DATA:
::::::::::
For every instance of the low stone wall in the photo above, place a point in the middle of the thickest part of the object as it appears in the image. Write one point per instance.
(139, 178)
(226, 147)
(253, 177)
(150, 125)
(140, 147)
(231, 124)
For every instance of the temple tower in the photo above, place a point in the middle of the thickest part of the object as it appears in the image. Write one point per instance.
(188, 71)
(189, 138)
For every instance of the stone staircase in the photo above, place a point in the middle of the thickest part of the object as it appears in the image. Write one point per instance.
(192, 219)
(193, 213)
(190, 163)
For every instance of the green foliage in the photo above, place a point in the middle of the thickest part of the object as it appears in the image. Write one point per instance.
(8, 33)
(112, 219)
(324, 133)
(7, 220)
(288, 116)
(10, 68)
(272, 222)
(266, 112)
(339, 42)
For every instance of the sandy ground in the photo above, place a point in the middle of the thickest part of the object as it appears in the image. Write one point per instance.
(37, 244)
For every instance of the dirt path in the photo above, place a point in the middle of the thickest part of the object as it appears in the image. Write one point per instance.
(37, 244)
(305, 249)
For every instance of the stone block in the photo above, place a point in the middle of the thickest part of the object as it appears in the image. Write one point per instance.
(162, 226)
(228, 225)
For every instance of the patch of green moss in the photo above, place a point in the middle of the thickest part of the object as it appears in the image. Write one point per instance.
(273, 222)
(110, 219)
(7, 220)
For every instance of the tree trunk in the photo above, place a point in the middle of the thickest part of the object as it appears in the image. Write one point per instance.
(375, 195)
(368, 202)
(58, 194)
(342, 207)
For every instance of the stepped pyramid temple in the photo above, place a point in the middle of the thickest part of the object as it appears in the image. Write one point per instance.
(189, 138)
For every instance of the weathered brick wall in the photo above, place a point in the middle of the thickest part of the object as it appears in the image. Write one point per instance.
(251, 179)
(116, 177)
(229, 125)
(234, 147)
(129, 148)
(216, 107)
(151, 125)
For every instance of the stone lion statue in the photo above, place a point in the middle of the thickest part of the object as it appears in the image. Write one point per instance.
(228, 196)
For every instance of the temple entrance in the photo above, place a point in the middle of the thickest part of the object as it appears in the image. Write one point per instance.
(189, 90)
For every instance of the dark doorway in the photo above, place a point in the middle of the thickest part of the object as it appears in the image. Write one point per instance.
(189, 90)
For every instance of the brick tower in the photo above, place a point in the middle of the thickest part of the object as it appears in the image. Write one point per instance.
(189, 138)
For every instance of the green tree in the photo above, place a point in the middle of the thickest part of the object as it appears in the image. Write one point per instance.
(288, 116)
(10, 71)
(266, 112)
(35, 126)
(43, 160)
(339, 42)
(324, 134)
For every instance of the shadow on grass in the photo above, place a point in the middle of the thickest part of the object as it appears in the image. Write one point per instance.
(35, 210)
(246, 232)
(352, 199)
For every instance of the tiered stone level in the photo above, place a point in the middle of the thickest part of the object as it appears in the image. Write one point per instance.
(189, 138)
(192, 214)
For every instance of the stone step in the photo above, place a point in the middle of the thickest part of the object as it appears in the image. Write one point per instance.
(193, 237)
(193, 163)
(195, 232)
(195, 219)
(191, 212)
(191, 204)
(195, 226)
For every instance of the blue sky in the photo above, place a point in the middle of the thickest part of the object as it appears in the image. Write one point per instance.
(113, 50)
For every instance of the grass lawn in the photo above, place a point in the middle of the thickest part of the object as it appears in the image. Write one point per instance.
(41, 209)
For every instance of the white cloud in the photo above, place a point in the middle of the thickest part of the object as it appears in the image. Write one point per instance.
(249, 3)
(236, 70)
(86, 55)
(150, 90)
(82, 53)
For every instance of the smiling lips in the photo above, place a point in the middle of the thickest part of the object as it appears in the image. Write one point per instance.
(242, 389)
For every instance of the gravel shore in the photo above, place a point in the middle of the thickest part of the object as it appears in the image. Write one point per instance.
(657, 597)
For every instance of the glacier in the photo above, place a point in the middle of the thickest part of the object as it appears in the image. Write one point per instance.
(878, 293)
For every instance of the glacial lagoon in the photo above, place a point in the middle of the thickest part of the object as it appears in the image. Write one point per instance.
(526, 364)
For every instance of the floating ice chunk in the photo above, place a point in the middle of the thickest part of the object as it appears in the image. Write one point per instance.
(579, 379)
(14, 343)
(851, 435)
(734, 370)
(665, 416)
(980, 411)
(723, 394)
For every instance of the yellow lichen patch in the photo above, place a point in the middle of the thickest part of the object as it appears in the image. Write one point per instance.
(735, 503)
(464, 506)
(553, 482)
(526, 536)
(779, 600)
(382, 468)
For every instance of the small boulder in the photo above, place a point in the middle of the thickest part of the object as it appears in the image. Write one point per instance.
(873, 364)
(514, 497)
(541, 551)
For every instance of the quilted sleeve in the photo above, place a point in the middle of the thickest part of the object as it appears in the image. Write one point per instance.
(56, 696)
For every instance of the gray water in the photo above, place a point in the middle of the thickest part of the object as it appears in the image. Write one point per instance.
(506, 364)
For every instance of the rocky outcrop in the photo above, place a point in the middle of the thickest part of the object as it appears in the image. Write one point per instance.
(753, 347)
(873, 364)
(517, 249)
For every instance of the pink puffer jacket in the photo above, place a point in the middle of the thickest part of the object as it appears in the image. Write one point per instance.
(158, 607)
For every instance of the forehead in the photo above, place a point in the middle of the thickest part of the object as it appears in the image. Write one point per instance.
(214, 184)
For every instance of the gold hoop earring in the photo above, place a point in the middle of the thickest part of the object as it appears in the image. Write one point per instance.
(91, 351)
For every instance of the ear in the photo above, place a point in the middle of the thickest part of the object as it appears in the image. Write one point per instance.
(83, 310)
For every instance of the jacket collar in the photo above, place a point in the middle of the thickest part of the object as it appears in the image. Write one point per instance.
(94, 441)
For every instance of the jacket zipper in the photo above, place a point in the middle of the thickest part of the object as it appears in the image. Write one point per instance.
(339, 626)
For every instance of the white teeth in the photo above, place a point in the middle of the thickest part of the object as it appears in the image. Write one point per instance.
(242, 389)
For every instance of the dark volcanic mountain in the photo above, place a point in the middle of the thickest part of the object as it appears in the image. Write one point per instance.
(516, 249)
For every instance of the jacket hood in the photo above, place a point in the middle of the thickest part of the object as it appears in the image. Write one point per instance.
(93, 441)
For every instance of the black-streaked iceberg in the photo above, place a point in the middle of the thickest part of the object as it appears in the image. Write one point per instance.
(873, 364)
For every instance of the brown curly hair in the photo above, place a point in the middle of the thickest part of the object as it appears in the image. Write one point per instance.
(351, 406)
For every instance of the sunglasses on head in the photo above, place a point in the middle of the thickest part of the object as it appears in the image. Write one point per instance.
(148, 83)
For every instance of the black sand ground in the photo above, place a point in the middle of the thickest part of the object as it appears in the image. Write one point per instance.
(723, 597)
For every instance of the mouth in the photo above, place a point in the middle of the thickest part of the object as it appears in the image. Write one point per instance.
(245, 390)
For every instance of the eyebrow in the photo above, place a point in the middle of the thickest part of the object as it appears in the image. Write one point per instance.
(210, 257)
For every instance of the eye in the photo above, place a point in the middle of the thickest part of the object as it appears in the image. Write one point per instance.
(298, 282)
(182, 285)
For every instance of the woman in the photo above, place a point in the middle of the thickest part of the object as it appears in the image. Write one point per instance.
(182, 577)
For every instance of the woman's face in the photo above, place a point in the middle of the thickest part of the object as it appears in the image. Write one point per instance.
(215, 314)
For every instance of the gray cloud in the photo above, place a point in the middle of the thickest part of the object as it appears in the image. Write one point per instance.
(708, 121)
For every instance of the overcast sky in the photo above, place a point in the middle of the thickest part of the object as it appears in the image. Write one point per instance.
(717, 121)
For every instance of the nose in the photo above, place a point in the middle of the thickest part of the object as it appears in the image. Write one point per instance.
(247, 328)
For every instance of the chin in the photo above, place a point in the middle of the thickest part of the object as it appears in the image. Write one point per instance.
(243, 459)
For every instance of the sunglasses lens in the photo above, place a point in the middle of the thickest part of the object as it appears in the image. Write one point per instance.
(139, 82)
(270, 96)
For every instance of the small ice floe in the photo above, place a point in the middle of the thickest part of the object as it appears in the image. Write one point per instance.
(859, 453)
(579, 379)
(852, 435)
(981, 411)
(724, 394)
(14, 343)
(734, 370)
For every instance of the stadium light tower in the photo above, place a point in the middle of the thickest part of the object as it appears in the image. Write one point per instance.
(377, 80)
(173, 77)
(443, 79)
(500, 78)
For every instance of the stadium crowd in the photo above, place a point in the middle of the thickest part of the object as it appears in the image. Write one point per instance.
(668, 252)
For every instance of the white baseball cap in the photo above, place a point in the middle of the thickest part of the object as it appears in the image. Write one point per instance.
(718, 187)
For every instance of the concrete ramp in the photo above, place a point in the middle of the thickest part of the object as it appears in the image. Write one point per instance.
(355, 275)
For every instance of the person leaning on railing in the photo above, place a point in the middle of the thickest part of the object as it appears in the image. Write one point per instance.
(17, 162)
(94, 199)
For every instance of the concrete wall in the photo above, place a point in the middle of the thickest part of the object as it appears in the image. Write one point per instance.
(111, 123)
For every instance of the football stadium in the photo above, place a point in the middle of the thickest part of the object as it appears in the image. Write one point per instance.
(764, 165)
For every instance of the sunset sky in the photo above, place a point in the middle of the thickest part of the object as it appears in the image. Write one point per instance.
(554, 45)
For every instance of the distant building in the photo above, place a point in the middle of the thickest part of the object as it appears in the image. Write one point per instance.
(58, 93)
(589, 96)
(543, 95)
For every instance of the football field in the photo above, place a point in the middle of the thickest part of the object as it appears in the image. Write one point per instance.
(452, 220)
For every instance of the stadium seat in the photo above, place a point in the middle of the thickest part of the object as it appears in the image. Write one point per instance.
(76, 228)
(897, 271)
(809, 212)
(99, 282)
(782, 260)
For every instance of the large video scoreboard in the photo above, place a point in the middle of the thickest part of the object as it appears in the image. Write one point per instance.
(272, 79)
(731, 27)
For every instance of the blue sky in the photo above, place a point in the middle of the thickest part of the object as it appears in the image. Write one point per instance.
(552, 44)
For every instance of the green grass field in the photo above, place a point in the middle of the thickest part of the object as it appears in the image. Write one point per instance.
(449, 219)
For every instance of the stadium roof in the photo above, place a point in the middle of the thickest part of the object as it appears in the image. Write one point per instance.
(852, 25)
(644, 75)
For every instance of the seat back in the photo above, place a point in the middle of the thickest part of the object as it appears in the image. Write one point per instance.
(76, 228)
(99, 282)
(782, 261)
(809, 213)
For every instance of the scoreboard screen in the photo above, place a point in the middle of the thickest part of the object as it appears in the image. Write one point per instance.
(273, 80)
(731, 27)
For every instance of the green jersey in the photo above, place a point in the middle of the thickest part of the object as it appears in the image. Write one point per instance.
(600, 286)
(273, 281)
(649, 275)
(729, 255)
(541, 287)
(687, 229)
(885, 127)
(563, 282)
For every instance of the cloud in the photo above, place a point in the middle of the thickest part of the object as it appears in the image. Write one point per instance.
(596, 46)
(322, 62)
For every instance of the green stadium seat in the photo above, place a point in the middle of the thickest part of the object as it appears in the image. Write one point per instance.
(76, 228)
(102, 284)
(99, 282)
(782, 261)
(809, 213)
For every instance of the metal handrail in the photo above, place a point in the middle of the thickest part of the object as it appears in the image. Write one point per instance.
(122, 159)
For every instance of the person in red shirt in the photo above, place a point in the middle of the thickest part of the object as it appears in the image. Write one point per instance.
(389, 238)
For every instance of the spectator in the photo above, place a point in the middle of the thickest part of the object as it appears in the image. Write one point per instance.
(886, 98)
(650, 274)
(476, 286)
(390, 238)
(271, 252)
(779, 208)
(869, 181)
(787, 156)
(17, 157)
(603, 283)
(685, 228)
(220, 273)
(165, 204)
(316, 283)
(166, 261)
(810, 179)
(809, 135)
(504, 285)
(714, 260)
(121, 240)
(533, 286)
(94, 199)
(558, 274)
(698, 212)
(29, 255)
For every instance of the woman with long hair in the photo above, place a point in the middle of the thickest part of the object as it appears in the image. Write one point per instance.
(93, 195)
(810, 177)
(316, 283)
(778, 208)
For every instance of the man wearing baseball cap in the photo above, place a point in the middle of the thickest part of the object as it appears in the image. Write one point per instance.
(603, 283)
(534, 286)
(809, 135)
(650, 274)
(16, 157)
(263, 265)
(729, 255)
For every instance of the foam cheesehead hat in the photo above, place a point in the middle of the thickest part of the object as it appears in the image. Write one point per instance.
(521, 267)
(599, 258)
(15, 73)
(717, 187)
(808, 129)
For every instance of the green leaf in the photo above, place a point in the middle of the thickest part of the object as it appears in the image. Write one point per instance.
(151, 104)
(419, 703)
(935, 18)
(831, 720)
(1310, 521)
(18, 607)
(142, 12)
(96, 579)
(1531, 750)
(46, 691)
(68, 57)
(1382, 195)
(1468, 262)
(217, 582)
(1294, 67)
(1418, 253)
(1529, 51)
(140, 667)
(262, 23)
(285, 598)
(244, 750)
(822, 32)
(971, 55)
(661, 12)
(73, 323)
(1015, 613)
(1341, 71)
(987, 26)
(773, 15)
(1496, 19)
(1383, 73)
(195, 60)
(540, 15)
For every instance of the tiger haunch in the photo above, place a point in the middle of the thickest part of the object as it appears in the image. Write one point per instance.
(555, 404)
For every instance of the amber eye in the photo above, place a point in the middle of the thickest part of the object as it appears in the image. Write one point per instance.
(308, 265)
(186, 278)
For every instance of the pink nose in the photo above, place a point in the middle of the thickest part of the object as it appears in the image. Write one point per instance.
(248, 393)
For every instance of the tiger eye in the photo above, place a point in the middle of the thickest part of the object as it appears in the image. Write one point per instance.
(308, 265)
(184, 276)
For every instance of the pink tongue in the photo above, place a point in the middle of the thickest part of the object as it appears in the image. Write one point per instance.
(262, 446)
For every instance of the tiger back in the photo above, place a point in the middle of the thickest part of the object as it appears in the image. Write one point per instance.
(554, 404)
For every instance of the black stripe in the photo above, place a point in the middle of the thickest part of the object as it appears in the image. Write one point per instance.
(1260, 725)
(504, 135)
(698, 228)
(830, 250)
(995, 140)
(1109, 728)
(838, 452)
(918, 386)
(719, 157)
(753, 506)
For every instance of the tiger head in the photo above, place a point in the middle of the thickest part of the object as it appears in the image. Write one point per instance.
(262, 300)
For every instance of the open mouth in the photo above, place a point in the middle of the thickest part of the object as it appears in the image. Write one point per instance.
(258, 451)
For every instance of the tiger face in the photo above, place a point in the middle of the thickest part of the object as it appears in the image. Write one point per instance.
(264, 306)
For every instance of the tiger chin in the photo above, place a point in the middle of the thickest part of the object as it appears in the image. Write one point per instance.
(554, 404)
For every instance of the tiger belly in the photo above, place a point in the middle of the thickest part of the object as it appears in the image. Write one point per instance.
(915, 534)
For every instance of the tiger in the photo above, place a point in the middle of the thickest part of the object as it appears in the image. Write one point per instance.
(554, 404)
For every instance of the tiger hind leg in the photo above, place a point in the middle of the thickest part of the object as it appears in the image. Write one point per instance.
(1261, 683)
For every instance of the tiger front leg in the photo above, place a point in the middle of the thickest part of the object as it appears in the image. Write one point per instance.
::::::::::
YOUR INSTRUCTIONS: Quote the line that contains "For every instance of the tiger in" and each line after it through the end of the data, exactly, leaving out everything else.

SOLUTION TO THIS PROBLEM:
For every instance of the tiger in the photo above, place a point in the middle of the thickest part of the object as it appears in the image. Write one point per instance.
(554, 404)
For every instance of the tiger hind leg in the photo above, place a point in the middle of the thickest part of the object as it appears in the image. Write one point per instance.
(1261, 683)
For every instance of the tiger front leg in the photo above, place a point in the middle of the thickest part of the object as it appears in the image. Write one point per instance.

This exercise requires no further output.